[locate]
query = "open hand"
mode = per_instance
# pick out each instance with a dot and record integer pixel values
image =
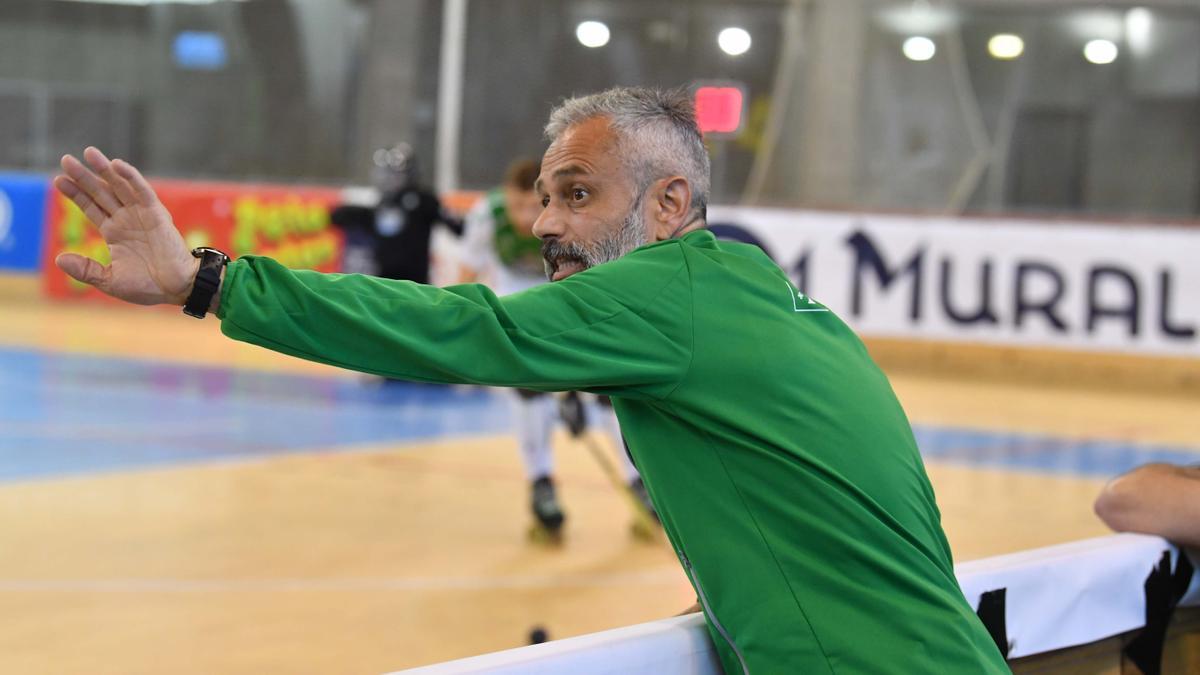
(151, 264)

════════

▸ Task objective: Reproduce every line of the material above, scaling each point coordinate by 0.95 and rounding it to the nearest whole number (halves round up); copy all other lines unchanged and omit the pictures.

▸ Solution to this task:
[locate]
query = "open hand"
mode = per_instance
# pick out each instance with a dot and record integer pixel values
image =
(143, 251)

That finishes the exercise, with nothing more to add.